**Text section:**
......

Summit Management Services, Inc.
- Company type: Private
- Industry: Property
- Founded: 1980
- Founder: Herbert Newman
- Headquarters: Akron, Ohio, United States
- Areas served: Ohio; Colorado; North Carolina; Missouri;
- Key people: Edward Newman
- Services: Property management
- Number of employees: 120
- Website: summitmanagementliving.com

= Summit Management Services =

Summit Management Services, Inc is an American property management company based in Akron, Ohio.

==History==
Summit Management Services, Inc (“SMSI”) was founded in 1980, though its genesis was actually in 1979 when the founder, Herbert Newman, began purchasing, renovating and operating over 15 properties in SMSI's original submarket of Akron. The company was initially founded for the management of Section 8 subsidized housing, most of which was financed with FHA-insured loans (i.e., 221 (d)( 4), 223(f), and 236). However, since then, the focus has been on high-end, luxury apartments in suitable neighborhoods as well as managing 221(d)(4) and 223(f) market rent projects.

......

**Questions to answer:**
1. In the Summit Management Services article, what kind of housing was the company first founded to manage?
2. Render this sentence from the Summit Management Services article in Spanish: "Summit Management Services, Inc is an American property management company based in Akron, Ohio."
3. Write a continuation of the Summit Management Services article, picking up after its final sentence.
The listing is not needed for any of these tasks.

......

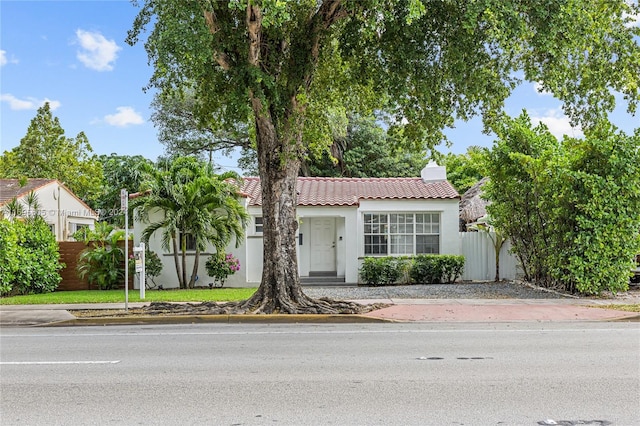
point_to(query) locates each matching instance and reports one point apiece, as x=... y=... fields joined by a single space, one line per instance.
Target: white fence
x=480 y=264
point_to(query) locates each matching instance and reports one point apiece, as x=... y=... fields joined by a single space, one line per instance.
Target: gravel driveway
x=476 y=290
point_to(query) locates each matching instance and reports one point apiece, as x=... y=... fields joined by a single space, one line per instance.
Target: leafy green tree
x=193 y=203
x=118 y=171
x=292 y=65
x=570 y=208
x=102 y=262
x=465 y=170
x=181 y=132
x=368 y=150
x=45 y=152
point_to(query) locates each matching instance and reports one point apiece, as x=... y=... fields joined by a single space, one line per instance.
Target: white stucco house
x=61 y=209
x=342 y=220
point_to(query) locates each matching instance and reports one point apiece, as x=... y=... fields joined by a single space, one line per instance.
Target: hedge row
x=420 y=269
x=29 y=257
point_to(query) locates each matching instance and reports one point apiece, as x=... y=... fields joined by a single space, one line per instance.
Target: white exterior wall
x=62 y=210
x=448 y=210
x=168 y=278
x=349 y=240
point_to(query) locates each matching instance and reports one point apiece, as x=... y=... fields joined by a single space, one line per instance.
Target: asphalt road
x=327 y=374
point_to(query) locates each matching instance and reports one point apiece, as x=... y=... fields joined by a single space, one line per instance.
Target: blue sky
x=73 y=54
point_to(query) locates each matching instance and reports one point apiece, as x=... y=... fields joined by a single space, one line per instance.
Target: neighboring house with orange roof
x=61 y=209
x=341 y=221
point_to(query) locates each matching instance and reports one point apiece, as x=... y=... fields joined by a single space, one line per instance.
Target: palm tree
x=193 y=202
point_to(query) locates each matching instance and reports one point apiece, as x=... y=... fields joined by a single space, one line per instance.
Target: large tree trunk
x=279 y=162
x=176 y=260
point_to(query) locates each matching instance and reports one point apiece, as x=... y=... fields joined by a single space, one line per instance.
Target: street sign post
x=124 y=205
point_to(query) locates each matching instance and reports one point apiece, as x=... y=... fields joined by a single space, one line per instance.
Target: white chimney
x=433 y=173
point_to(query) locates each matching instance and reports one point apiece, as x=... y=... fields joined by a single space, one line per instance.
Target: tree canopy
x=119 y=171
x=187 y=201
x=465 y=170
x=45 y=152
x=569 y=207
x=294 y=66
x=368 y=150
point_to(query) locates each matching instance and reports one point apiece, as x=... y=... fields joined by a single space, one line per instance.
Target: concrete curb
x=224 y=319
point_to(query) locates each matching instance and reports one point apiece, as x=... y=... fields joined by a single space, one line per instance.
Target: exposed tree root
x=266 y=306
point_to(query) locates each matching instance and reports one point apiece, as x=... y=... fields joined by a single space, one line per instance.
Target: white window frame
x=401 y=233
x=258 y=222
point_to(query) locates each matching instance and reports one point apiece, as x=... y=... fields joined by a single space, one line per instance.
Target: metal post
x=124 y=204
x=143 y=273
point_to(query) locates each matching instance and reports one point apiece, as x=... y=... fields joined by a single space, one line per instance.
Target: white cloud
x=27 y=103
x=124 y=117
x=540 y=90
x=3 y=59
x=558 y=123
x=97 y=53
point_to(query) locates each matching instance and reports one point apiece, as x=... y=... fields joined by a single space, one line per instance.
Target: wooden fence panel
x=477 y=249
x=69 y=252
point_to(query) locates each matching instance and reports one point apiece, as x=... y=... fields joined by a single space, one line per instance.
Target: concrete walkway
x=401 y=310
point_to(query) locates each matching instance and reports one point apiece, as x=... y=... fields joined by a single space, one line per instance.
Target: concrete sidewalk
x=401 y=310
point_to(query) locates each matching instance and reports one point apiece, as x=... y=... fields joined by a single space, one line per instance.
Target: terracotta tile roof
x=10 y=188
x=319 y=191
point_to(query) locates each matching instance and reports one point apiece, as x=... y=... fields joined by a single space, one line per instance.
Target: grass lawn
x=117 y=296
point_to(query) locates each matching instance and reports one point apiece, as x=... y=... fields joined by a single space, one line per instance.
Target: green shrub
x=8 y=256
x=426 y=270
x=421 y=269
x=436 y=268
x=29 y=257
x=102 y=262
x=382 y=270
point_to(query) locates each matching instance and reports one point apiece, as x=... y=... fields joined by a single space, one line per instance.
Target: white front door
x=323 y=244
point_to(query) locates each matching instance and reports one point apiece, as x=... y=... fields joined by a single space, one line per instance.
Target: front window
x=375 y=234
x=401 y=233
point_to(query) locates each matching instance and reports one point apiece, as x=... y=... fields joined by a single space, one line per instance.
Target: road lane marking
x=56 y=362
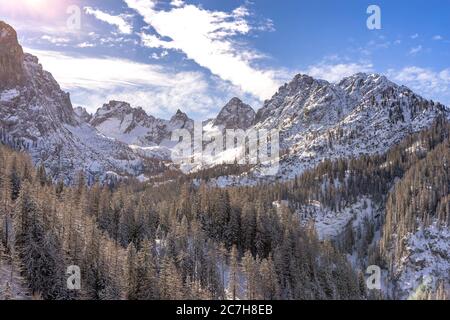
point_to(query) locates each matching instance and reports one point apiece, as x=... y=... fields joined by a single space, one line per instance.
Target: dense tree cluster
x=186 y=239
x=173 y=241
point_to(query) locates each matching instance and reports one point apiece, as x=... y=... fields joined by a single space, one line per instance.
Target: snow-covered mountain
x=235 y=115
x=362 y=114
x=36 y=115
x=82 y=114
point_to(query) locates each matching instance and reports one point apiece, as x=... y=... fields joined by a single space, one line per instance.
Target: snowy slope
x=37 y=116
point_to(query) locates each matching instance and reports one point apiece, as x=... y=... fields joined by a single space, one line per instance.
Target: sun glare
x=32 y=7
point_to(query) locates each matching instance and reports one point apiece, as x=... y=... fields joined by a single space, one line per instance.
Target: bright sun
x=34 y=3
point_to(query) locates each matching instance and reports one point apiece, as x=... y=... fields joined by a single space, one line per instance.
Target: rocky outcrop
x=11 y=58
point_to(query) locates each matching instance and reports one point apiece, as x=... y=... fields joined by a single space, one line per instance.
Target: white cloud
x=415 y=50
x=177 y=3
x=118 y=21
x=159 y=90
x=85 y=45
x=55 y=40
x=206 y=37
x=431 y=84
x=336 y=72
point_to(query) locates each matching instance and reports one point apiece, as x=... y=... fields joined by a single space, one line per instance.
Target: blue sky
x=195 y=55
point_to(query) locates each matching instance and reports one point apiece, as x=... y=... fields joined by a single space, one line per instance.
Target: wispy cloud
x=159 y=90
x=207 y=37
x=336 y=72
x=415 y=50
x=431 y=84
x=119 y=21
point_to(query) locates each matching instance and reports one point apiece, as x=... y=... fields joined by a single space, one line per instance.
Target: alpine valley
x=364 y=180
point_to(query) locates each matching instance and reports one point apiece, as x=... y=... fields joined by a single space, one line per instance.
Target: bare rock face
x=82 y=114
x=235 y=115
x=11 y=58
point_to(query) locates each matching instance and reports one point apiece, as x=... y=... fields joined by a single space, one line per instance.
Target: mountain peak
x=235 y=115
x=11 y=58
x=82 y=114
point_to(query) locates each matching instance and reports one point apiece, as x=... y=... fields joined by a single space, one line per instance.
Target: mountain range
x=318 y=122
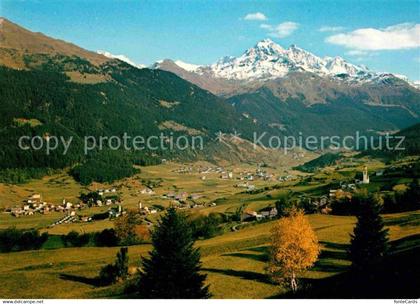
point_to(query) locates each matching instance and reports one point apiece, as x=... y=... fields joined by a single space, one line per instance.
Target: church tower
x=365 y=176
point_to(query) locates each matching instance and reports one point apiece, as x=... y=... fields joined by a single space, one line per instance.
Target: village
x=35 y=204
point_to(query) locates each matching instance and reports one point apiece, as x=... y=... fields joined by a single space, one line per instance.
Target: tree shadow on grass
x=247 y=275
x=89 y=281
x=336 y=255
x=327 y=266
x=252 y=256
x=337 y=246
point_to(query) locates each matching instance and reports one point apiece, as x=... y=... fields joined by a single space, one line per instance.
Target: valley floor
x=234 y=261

......

**Numbered responses:**
1. Section 8 subsidized housing, most of which was financed with FHA-insured loans.

2. Summit Management Services, Inc es una empresa estadounidense de administración de propiedades con sede en Akron, Ohio.

3.
Herbert Newman, born and raised in Akron, Ohio, started his career from Northeast Ohio after graduating from Ohio State University and receiving a Juris Doctor from the University of Akron School of Law.

After his law practice, Newman served as director of Akron Metropolitan Housing Authority for five years. As a part of this organization, Newman introduced the use of tax-free financing for the development of subsidized housing. This was done by using revenue bonds sold under Federal Housing Regulation 811(b), which was also partially authored by Newman. Before founding the company, Newman wrote many of the laws that govern HUD/FHA financing. These lead to the development of housing during the late 1970s and early 1980s. This knowledge was then imparted to Summit MultiCapital to obtain favorable debt financing through FHA/Fannie Mae, Freddie Mac and other financial institutions.

Summit Management Services, Inc. now employs 120 full-time staff and Newman remains the majority stockholder. The company currently manages over 4,000 multifamily units comprising mostly class "A" and student apartments. These are all owned by Newman and related entities.